* [Quellenauszug]:
All dass wird hier noch veröffentlicht werden. Aber erst einmal bedanken wir uns bei allen, die den Blog bis hierhin verfolgt haben! Wir wissen, dass es teilweise nicht möglich war Kommentare zu veröffentlichen. Also vielen Dank, allen, die es geschafft haben und auch vielen Dank, allen bei denen zumindest die Intention da war. Natürlich auch einen Ganz herzlichen Dank, allen, die uns mit vielen Tips zur Seite standen und uns dadurch oft viel Ärger erspart haben.

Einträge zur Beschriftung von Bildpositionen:
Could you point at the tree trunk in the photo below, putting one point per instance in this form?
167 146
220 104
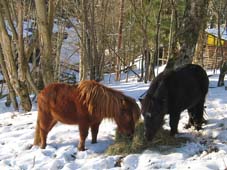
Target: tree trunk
45 24
119 42
17 76
12 94
195 11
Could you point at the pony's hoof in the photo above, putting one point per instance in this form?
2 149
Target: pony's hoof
80 148
187 126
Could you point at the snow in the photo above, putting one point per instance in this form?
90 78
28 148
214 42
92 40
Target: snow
204 150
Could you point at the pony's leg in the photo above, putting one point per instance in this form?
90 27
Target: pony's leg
191 112
94 132
44 130
174 120
37 138
198 115
83 128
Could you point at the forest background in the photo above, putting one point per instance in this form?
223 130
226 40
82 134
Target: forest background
110 35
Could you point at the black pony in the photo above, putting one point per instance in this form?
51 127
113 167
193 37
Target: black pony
172 92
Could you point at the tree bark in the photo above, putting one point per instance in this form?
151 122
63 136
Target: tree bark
187 36
45 24
119 42
17 76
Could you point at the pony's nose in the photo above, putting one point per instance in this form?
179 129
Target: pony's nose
147 136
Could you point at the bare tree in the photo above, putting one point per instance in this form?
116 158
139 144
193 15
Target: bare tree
13 48
188 32
45 26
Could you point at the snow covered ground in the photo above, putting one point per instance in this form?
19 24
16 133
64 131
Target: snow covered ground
206 149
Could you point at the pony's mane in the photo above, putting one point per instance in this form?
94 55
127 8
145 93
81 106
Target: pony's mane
100 99
155 90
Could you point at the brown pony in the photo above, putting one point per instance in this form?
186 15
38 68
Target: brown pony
85 104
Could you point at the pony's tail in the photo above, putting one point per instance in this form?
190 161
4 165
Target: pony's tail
136 112
37 139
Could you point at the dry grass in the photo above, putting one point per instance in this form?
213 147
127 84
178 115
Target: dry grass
124 145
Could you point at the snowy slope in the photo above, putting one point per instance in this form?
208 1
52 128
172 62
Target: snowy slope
204 150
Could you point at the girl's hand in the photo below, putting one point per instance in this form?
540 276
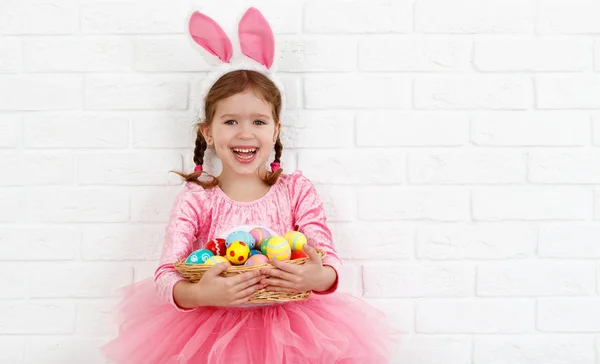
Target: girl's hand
312 275
214 290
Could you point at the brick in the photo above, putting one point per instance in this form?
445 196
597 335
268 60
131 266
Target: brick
171 53
65 350
561 128
163 130
134 17
76 205
89 54
474 17
85 130
479 241
339 202
418 280
96 317
40 92
42 317
340 91
141 92
532 203
473 93
153 204
533 55
40 17
57 169
10 130
318 129
568 92
532 349
52 242
399 53
407 203
380 16
568 315
11 55
465 316
535 279
399 312
118 242
13 200
317 54
569 241
353 166
448 350
466 166
411 129
373 241
78 279
567 17
564 167
149 168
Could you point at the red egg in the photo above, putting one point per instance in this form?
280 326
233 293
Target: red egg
217 246
297 254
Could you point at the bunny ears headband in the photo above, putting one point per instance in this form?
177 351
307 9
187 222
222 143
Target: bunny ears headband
256 41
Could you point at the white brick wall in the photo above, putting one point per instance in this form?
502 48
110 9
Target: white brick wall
454 144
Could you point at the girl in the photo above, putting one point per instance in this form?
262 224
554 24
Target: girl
170 320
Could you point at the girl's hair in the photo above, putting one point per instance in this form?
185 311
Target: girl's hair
228 85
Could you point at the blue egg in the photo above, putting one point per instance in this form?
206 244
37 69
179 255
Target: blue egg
242 236
199 256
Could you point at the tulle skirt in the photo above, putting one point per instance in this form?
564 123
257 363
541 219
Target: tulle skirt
333 328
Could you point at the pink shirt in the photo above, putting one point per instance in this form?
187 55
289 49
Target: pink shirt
199 215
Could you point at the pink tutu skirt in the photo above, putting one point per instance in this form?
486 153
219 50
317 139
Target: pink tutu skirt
334 328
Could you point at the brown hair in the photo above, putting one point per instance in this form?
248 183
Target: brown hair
228 85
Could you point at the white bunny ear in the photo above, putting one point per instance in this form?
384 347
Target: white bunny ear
256 37
210 36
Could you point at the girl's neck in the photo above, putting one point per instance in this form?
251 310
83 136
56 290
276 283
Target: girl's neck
243 189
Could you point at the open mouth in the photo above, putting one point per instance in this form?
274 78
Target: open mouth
245 153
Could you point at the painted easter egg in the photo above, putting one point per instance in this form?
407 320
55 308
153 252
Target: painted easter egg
199 256
242 236
259 234
217 259
278 248
238 252
296 240
257 260
297 254
217 246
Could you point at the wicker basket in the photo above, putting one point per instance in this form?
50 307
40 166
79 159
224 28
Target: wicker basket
193 273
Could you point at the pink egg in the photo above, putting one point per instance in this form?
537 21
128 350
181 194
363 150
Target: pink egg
257 259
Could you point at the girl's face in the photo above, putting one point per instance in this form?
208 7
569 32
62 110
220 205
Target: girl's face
243 133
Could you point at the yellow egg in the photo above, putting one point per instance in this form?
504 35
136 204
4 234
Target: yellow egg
278 248
216 260
296 240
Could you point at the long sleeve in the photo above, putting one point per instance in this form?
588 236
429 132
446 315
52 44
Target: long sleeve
310 219
180 236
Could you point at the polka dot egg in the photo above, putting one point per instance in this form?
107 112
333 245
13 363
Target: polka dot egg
278 248
238 252
296 240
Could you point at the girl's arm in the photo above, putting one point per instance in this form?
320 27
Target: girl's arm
310 220
180 236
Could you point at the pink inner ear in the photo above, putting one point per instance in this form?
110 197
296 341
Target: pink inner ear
210 36
256 37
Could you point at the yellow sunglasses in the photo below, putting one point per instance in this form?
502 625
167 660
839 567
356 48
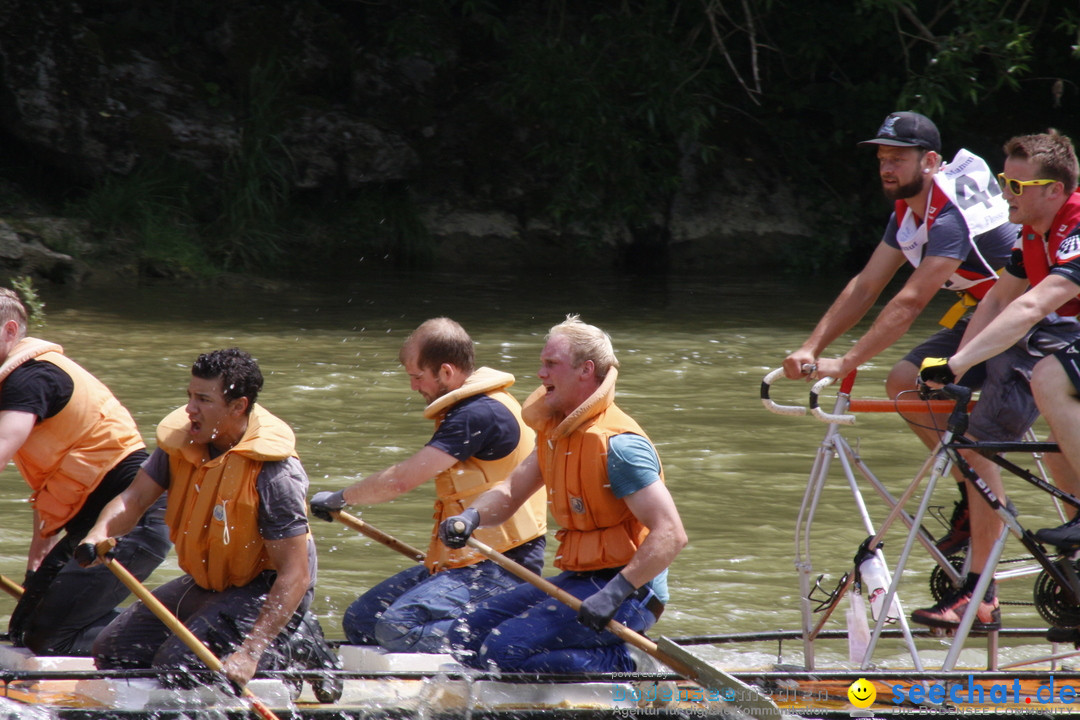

* [Worum es geht]: Entnehmen Sie dem Quellenauszug wortgetreu die Passage von „All dass wird“ bis einschließlich „Ärger erspart haben.“. Das Material ist eigenständig und gehört nicht zum Quellenauszug.

* [Lösung der Aufgabe]:
All dass wird hier noch veröffentlicht werden. Aber erst einmal bedanken wir uns bei allen, die den Blog bis hierhin verfolgt haben! Wir wissen, dass es teilweise nicht möglich war Kommentare zu veröffentlichen. Also vielen Dank, allen, die es geschafft haben und auch vielen Dank, allen bei denen zumindest die Intention da war. Natürlich auch einen Ganz herzlichen Dank, allen, die uns mit vielen Tips zur Seite standen und uns dadurch oft viel Ärger erspart haben.